- Document source -
-------

Il s’agit bien entendu d’un tableau généraliste, auquel tous les formateurs ne réfèrent pas nécessairement. Il n’est par ailleurs pas exclu que ce profil typique soit effectivement rencontré régulièrement en termes statistiques. Quoi qu’il en soit, tous ces traits « descriptifs » du profil de l’adulte (rencontrés explicitement ou implicitement dans de nombreuses formations, auprès de formateurs de formateurs (à quand des formateurs de formateurs de formateurs?)) ont des implications très concrètes en termes de méthodes d’apprentissage.
2. Des méthodes en tant que telles
2.1. Pédagogies actives et compétences
Aujourd’hui, la formation dans les entreprises est en forte évolution.
Sous la pression économique, il faut apprendre plus vite et mieux. Les participants attendent des méthodes pédagogiques actives et attrayantes, pour apprendre plus efficacement et avec plus de plaisir.
Les outils pédagogiques doivent être à la hauteur, en apportant plus d’interactivité et un apprentissage ludique et mieux ancré.
Nous vous proposons de vous accompagner dans vos projets pédagogiques, aussi bien pour booster vos formations présentielles que pour réussir vos formations à distance.
Source : Site Formations-actives.com (désormais supprimé, ndlr)
Les formations pour adultes se basent en grande partie sur des considérations très proches des pédagogies dites « actives » et de ce que l’on appelle l’éducation nouvelle (représentées entre autres par Freinet, Ferrière…).
Plusieurs caractéristiques permettent de faire ce parallèle.
En effet, tout d’abord, l’apprenant est mis au centre de la pédagogie : il lui est donné une liberté totale. C’est celui qui apprend qui établit son parcours de formation, qui progresse vers ses buts en fonction de ses intérêts. Il est responsable (et qui dit responsable dit libre, car il s’agit de choix).

-------

- Données fournies -
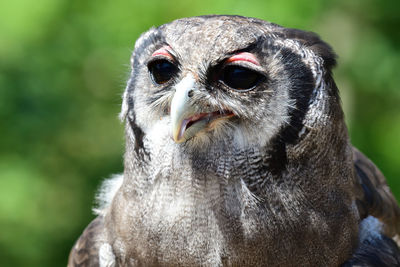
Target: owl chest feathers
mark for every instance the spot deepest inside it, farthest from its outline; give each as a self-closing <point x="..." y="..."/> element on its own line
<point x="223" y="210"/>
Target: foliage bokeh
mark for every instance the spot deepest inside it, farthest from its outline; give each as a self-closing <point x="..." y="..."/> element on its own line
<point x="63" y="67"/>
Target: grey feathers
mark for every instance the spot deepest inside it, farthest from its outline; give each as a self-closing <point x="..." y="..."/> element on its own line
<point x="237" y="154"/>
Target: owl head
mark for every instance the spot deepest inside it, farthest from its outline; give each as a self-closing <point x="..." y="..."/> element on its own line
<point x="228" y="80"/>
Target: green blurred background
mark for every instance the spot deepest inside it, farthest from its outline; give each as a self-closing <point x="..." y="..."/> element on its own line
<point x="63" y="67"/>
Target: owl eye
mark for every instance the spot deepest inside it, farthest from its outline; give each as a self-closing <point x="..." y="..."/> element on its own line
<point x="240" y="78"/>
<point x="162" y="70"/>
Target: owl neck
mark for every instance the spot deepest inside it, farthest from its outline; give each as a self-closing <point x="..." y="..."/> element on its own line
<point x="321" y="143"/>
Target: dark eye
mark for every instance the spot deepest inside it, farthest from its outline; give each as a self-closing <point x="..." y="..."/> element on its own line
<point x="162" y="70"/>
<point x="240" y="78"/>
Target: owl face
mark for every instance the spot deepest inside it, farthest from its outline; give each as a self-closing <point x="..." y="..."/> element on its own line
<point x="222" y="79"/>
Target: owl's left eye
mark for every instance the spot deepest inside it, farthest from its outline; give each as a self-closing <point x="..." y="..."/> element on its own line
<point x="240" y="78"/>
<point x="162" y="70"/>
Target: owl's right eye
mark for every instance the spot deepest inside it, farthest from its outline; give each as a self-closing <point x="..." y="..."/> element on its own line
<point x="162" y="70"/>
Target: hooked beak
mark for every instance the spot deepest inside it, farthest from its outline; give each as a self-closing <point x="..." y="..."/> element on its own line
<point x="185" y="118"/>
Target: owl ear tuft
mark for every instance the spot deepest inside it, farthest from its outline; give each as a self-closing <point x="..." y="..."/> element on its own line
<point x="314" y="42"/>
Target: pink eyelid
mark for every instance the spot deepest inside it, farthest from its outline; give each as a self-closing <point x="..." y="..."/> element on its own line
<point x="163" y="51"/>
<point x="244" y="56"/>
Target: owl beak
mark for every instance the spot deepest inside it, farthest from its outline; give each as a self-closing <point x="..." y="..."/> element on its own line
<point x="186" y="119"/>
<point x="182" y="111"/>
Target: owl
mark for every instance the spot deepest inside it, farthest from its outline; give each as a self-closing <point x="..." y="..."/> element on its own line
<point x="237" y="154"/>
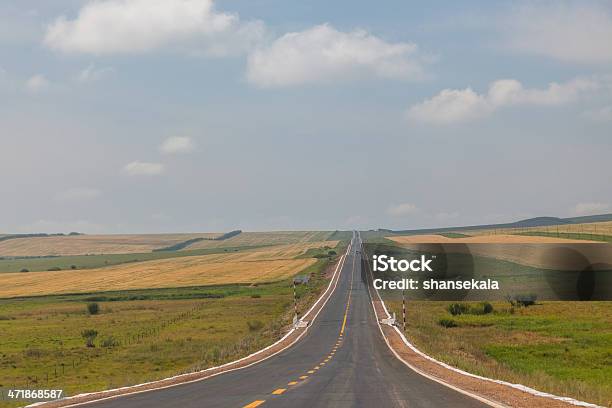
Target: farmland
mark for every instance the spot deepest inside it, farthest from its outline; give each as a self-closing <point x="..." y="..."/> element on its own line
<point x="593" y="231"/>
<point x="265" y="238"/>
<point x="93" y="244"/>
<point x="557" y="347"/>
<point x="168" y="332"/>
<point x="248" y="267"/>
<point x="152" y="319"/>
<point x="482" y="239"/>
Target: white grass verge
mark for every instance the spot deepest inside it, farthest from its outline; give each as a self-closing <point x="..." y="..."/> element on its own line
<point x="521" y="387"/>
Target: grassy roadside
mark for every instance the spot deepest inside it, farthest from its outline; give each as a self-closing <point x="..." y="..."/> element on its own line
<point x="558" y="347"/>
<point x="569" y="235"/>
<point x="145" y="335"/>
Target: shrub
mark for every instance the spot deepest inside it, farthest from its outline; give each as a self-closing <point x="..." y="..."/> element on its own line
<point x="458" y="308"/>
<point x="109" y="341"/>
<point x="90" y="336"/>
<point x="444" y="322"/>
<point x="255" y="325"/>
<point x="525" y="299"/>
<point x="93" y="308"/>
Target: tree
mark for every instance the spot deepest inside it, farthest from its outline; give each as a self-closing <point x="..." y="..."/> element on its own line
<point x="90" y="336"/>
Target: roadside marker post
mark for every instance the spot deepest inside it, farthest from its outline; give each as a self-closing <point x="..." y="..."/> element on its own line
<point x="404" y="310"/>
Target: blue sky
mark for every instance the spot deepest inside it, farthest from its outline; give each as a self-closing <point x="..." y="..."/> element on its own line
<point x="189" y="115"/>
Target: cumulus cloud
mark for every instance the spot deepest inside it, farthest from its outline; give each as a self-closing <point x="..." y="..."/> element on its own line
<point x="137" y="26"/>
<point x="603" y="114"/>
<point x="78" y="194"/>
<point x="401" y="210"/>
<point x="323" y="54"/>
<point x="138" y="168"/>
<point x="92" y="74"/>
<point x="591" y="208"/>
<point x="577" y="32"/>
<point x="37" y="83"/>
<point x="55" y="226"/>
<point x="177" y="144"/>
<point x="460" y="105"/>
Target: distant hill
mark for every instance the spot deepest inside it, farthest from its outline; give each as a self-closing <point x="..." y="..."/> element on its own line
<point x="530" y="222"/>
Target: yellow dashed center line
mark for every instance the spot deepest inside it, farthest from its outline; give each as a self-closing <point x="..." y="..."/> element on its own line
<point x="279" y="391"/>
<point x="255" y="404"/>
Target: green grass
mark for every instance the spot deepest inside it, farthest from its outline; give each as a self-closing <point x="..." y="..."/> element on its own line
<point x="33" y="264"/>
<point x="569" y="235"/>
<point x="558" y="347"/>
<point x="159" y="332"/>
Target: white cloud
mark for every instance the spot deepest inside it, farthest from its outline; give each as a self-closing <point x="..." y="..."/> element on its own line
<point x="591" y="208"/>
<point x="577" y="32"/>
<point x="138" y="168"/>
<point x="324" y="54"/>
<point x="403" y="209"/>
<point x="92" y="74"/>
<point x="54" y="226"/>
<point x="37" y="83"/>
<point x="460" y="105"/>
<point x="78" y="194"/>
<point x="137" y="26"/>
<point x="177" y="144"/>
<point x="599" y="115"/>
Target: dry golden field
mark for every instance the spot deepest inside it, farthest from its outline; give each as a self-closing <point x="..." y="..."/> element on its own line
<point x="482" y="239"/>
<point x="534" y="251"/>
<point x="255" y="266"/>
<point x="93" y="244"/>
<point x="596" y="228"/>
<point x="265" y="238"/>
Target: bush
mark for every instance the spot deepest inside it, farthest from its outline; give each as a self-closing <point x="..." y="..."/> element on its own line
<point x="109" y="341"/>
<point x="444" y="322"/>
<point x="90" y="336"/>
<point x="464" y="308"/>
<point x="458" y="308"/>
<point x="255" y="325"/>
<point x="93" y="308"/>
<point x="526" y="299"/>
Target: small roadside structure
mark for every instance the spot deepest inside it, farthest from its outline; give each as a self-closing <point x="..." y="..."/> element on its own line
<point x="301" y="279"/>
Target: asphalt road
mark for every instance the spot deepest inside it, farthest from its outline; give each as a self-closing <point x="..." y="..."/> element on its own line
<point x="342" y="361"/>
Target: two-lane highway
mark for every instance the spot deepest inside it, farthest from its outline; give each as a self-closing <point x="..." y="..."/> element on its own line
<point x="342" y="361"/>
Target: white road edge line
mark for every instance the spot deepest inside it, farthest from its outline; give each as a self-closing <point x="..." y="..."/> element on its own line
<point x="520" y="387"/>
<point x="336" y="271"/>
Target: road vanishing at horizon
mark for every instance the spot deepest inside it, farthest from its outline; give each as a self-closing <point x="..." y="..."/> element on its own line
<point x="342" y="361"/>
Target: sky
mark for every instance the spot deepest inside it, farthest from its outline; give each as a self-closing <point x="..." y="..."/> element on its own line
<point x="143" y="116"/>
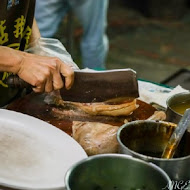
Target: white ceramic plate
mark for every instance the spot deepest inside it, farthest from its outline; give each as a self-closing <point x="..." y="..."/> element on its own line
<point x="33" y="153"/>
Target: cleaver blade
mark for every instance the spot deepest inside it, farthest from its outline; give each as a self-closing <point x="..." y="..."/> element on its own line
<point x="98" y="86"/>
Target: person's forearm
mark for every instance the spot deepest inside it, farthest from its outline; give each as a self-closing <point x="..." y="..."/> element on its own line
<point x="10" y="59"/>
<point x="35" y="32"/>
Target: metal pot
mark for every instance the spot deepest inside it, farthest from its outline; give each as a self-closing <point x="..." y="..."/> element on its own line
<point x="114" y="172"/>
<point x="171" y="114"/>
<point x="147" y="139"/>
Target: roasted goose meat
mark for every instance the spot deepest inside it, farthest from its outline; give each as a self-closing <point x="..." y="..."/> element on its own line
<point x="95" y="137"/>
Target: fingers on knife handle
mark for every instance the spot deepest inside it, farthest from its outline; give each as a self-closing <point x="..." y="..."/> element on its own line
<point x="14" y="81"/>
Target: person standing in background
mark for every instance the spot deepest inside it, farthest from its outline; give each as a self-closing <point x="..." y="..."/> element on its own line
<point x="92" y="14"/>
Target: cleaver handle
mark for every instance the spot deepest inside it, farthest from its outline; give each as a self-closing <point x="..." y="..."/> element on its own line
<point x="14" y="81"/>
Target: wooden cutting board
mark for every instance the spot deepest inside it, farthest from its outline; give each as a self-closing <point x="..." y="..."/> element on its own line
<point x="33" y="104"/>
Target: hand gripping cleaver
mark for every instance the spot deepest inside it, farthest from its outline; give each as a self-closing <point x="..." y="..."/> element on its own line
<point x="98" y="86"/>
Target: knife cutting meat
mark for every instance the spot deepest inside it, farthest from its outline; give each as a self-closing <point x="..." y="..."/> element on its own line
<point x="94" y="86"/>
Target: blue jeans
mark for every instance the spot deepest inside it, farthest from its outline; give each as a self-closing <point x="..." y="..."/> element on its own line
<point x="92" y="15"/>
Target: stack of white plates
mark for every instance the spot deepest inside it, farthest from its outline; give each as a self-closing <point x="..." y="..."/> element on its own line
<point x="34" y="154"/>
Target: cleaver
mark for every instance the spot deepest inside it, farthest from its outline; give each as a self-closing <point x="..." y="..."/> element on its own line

-------

- Consignes -
1. Renvoyez toutes les lignes des entrées qui contiennent le mot « knife ». Tenez compte des majuscules et des minuscules.
2. Poursuivez le texte sur la formation des adultes, à partir de sa dernière phrase.

- Réponses -
1.
Target: fingers on knife handle
Target: knife cutting meat

2.
Sur des sites canadiens, cette dimension ressort explicitement :
L’élève adulte est le premier responsable de la progression de ses apprentissages et du suivi de son profil de formation.
Le profil de formation précise les cours à suivre et l’ordre dans lequel ils doivent être suivis. Un objectif professionnel clair et significatif est une source de motivation pour l’élève qui entreprend des études. Il est donc important que, dès le début de sa formation, l’adulte identifie son objectif et les raisons de son choix.
Source : Site du Centre Louis-Jolliet
Il faut par conséquent que les contenus soient en lien direct avec ses attentes, ses objectifs. Au final, c’est l’apprenant lui-même qui crée le parcours de la formation, voire qui fait émerger les savoirs.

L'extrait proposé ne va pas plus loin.